---------- Kaynak metinden alıntı

Kanguru Defteri; gerçekliği kıran eleştirel bir metin | Emek Erez

Aralık 29, 2017

Kanguru Defteri; gerçekliği kıran eleştirel bir metin | Emek Erez

Her ânı birbirine benzeyen günlere hapsolmuş bir yaşam, çağımızda bireyin önemli sorunlarından. Bu öyle normal bir hâl almış ki çoğu zaman farkına bile varmıyoruz. Çalan saatin ziliyle güne başlayıp yollara düşen, yaptığı işi sadece yaşamını devam ettirmek için yapan, sıkıntı ile varlık çabasının iç içe geçtiği bir hayat. Gündelik yaşamımızda bunu kıramasak da bunu başarabilen edebiyat metinleri var neyse ki.

--------------------
---------- Gösterilen veriler

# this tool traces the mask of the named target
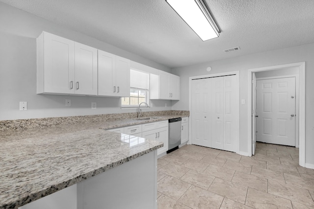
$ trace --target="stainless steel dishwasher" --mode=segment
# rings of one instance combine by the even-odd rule
[[[181,117],[169,119],[169,143],[167,153],[179,148],[181,143]]]

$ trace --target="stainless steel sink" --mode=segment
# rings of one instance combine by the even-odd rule
[[[153,119],[158,119],[159,117],[141,117],[140,118],[135,118],[136,120],[152,120]]]

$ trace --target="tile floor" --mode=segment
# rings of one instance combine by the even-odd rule
[[[186,145],[158,159],[158,208],[314,209],[299,149],[258,142],[252,157]]]

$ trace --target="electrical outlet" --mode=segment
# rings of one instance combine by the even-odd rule
[[[27,110],[27,102],[20,102],[20,110]]]
[[[71,107],[71,99],[65,100],[65,106]]]
[[[96,110],[96,103],[92,102],[92,110]]]

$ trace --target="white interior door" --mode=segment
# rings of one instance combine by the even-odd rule
[[[257,81],[257,140],[295,146],[295,78]]]
[[[252,74],[253,84],[252,85],[252,154],[255,155],[256,149],[256,76],[255,73]]]
[[[193,144],[211,147],[210,78],[192,80],[192,140]]]

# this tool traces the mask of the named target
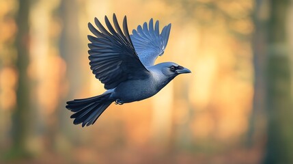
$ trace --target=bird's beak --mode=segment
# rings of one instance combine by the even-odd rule
[[[186,68],[184,68],[184,67],[182,67],[182,69],[176,70],[176,72],[178,74],[182,74],[182,73],[191,73],[191,71],[190,70],[187,69]]]

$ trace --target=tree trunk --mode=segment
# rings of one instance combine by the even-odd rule
[[[293,163],[293,106],[287,16],[290,0],[270,0],[266,65],[267,147],[264,163]]]
[[[16,69],[18,85],[16,90],[16,105],[12,114],[12,154],[21,157],[28,152],[26,145],[29,130],[29,79],[27,75],[29,57],[29,0],[18,0],[19,10],[16,18],[18,33],[16,38],[17,50]]]

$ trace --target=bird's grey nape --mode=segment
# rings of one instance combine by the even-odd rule
[[[107,90],[101,95],[67,102],[66,108],[74,113],[74,124],[82,126],[94,124],[112,103],[123,105],[141,100],[155,95],[169,82],[180,74],[191,72],[173,62],[154,65],[156,59],[164,53],[171,24],[159,31],[158,20],[139,25],[130,35],[126,16],[122,28],[113,15],[111,24],[104,17],[106,27],[95,18],[95,27],[89,23],[94,36],[88,36],[90,68],[96,78]],[[113,26],[112,25],[113,25]]]

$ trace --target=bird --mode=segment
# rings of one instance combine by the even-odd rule
[[[154,64],[163,55],[171,30],[171,23],[159,31],[159,21],[153,19],[139,25],[130,35],[126,16],[121,29],[116,15],[111,24],[107,16],[104,22],[94,18],[96,28],[88,23],[94,36],[88,35],[90,69],[107,90],[90,98],[68,101],[66,108],[74,112],[73,124],[94,124],[112,103],[123,105],[148,98],[180,74],[191,73],[186,68],[173,62]],[[122,31],[123,30],[123,31]]]

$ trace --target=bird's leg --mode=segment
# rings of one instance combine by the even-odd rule
[[[120,99],[116,99],[115,100],[115,105],[123,105],[124,102],[123,102],[123,101]]]

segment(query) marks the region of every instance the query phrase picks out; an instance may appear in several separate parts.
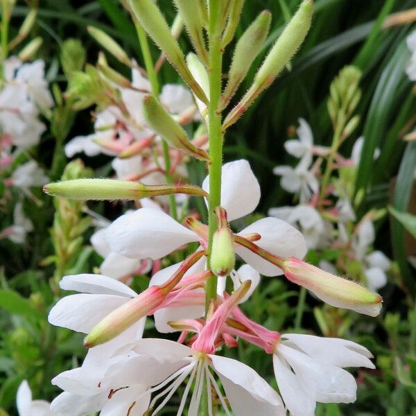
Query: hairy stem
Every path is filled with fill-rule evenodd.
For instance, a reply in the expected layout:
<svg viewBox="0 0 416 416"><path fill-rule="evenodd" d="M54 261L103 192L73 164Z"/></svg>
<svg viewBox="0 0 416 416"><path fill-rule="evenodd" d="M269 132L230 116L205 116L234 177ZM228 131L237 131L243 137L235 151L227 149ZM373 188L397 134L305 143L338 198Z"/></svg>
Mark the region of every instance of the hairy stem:
<svg viewBox="0 0 416 416"><path fill-rule="evenodd" d="M143 53L143 59L144 60L144 65L146 67L146 71L147 72L148 78L150 83L150 87L152 88L152 94L156 99L159 99L159 81L157 80L157 74L155 70L155 66L153 64L153 60L150 54L150 49L149 48L149 44L148 42L147 35L144 31L144 29L140 26L139 22L135 19L135 24L136 26L136 31L137 31L137 35L139 36L139 42L140 42L140 47L141 48L141 53ZM162 141L162 148L163 151L163 159L165 165L165 177L168 184L173 184L173 180L172 180L172 175L171 175L171 158L169 157L169 146L165 140ZM169 207L171 211L171 216L175 220L177 220L177 210L176 208L176 202L175 201L175 196L169 196Z"/></svg>

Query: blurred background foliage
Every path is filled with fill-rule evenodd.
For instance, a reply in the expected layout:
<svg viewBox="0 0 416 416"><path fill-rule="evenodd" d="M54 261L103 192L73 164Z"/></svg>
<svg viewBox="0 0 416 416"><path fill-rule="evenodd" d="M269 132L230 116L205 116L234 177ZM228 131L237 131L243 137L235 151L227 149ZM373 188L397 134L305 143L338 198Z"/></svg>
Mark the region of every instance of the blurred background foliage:
<svg viewBox="0 0 416 416"><path fill-rule="evenodd" d="M158 3L171 22L175 15L171 1L159 0ZM246 0L237 37L262 10L268 9L272 14L271 30L257 63L297 4L295 0ZM67 83L60 54L65 40L79 40L87 51L87 62L96 61L100 49L88 35L88 25L103 29L130 56L143 63L133 25L118 0L17 1L12 33L18 30L31 5L39 7L38 19L31 35L43 37L39 56L46 62L49 82L56 83L62 91ZM416 142L406 144L402 139L416 122L413 85L404 72L410 55L405 39L415 25L397 24L391 16L415 7L416 0L315 1L312 28L290 71L286 71L241 121L227 132L225 159L250 161L261 185L259 211L265 214L270 207L293 202L272 170L277 164L293 164L284 151L283 144L293 135L300 117L310 123L316 144L331 144L331 125L327 110L329 87L339 70L351 64L363 72L363 96L357 110L361 118L353 137L343 145L341 153L350 155L355 139L364 136L363 156L356 184L356 193L361 198L361 210L364 213L370 208L389 204L401 211L415 209L414 206L409 206L409 201L414 189ZM184 50L190 49L185 36L180 40ZM157 59L159 51L155 45L150 46ZM230 58L226 53L225 62L229 62ZM129 76L129 69L123 64L110 56L109 62ZM253 76L252 71L241 91L248 89ZM162 83L179 82L176 73L167 64L162 67L159 76ZM80 162L74 162L69 168L72 170L67 168L64 173L67 161L62 157L62 146L66 139L92 131L91 114L88 110L76 114L64 105L52 117L53 125L36 150L36 159L41 164L52 166L49 175L53 179L62 174L67 177L87 175L81 173L85 168ZM58 122L64 128L60 130ZM374 160L372 155L376 148L381 153ZM110 171L110 160L105 157L89 158L85 163L89 168L100 167L96 170L97 177L107 175ZM107 168L103 168L106 163ZM196 167L192 170L193 182L200 182L204 175ZM56 390L51 385L51 379L75 365L85 354L80 334L52 328L46 317L55 295L51 288L56 287L60 274L68 270L73 273L92 271L99 263L98 254L87 244L88 232L80 229L79 235L83 236L70 250L68 245L78 236L68 234L64 248L69 253L67 263L57 264L53 254L59 248L53 245L50 236L53 221L59 220L56 216L59 211L53 220L51 198L44 197L40 190L35 192L35 196L42 206L37 209L28 206L26 210L35 227L28 244L21 246L0 241L3 265L0 269L0 306L3 308L0 309L0 415L1 409L15 414L15 392L24 379L29 379L35 397L51 399ZM75 216L71 220L76 223L83 216L81 207L72 205L68 209ZM114 218L120 211L116 205L98 205L94 209L108 218ZM3 211L1 223L6 224L10 218L3 216ZM376 226L377 248L397 262L392 279L381 291L385 299L383 313L376 319L369 319L322 306L310 296L306 306L302 306L302 327L318 335L345 336L359 342L376 357L376 371L359 372L356 403L347 408L320 405L317 411L320 415L416 415L416 276L406 260L408 255L415 254L416 244L410 239L406 243L403 226L388 216L378 221ZM50 279L55 284L49 285ZM133 284L143 288L146 280L138 277ZM254 320L271 329L293 329L300 322L296 318L300 313L298 293L296 288L282 280L263 280L245 309L250 311ZM150 320L148 326L151 330ZM240 346L230 354L239 356L267 379L272 379L268 361L264 361L264 356L256 347Z"/></svg>

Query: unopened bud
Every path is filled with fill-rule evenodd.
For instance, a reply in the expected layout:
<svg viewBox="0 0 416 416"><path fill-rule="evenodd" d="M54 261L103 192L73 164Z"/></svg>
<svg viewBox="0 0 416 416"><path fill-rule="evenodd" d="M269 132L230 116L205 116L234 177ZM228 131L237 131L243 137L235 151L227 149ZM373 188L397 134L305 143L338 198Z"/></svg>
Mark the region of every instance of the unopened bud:
<svg viewBox="0 0 416 416"><path fill-rule="evenodd" d="M207 196L199 187L188 184L145 185L139 182L113 179L74 179L48 184L44 192L75 200L137 200L174 193Z"/></svg>
<svg viewBox="0 0 416 416"><path fill-rule="evenodd" d="M260 13L239 40L228 74L228 83L220 102L220 110L229 103L260 52L268 33L271 17L268 10Z"/></svg>
<svg viewBox="0 0 416 416"><path fill-rule="evenodd" d="M227 27L223 34L223 42L221 43L221 47L223 49L225 48L234 36L236 29L240 21L240 16L241 15L243 4L244 0L234 0L231 3L228 22L227 23Z"/></svg>
<svg viewBox="0 0 416 416"><path fill-rule="evenodd" d="M291 281L311 291L333 306L370 316L380 313L381 296L354 281L324 272L295 257L286 259L282 268Z"/></svg>
<svg viewBox="0 0 416 416"><path fill-rule="evenodd" d="M169 26L153 0L129 0L132 10L140 24L166 55L177 73L204 103L208 99L187 67L184 54L177 41L173 37Z"/></svg>
<svg viewBox="0 0 416 416"><path fill-rule="evenodd" d="M20 52L19 53L19 59L22 61L32 60L42 44L43 39L38 36L31 40Z"/></svg>
<svg viewBox="0 0 416 416"><path fill-rule="evenodd" d="M87 30L103 48L107 49L121 62L123 62L128 67L132 67L131 60L123 48L114 39L105 33L105 32L94 26L88 26Z"/></svg>
<svg viewBox="0 0 416 416"><path fill-rule="evenodd" d="M212 240L211 270L217 276L227 276L234 268L236 254L232 233L227 228L217 229Z"/></svg>
<svg viewBox="0 0 416 416"><path fill-rule="evenodd" d="M253 101L273 82L303 42L312 20L313 2L304 0L272 47L254 77L253 85L225 118L223 129L234 124Z"/></svg>
<svg viewBox="0 0 416 416"><path fill-rule="evenodd" d="M209 96L209 78L205 67L200 61L198 56L192 53L188 53L187 55L187 64L196 82L201 86L207 96ZM201 101L197 96L195 96L195 100L201 116L203 119L205 119L208 115L207 104Z"/></svg>
<svg viewBox="0 0 416 416"><path fill-rule="evenodd" d="M175 0L180 14L182 17L185 27L193 48L201 61L208 66L208 53L202 33L201 20L201 4L199 1L189 0Z"/></svg>
<svg viewBox="0 0 416 416"><path fill-rule="evenodd" d="M176 122L165 108L153 96L143 101L143 112L149 126L171 146L200 160L209 160L207 152L194 146L187 132Z"/></svg>

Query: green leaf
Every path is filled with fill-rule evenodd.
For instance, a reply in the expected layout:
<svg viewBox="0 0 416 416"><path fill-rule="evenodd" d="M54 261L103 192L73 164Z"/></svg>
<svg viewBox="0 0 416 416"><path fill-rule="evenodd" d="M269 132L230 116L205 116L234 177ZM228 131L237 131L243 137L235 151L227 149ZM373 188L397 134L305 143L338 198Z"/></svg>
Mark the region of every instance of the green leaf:
<svg viewBox="0 0 416 416"><path fill-rule="evenodd" d="M26 317L44 318L42 313L31 302L14 291L0 290L0 307L15 315Z"/></svg>
<svg viewBox="0 0 416 416"><path fill-rule="evenodd" d="M389 207L390 214L416 239L416 215L408 212L400 212Z"/></svg>

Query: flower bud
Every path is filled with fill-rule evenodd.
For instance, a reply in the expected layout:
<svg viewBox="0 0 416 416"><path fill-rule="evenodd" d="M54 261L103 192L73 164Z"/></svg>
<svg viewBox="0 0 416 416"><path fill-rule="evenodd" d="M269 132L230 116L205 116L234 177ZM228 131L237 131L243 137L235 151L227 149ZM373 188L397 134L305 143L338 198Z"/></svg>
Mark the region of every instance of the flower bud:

--------------------

**Yapılacak iş:** Kanguru Defteri yazısında "Aralık 29, 2017" ifadesinden "var neyse ki." ifadesine kadar (o da dahil) olan bölümü, "hayat" yerine "ömür" koyarak yeniden yazar mısın?

**Görevin yanıtı:**
Aralık 29, 2017

Kanguru Defteri; gerçekliği kıran eleştirel bir metin | Emek Erez

Her ânı birbirine benzeyen günlere hapsolmuş bir yaşam, çağımızda bireyin önemli sorunlarından. Bu öyle normal bir hâl almış ki çoğu zaman farkına bile varmıyoruz. Çalan saatin ziliyle güne başlayıp yollara düşen, yaptığı işi sadece yaşamını devam ettirmek için yapan, sıkıntı ile varlık çabasının iç içe geçtiği bir ömür. Gündelik yaşamımızda bunu kıramasak da bunu başarabilen edebiyat metinleri var neyse ki.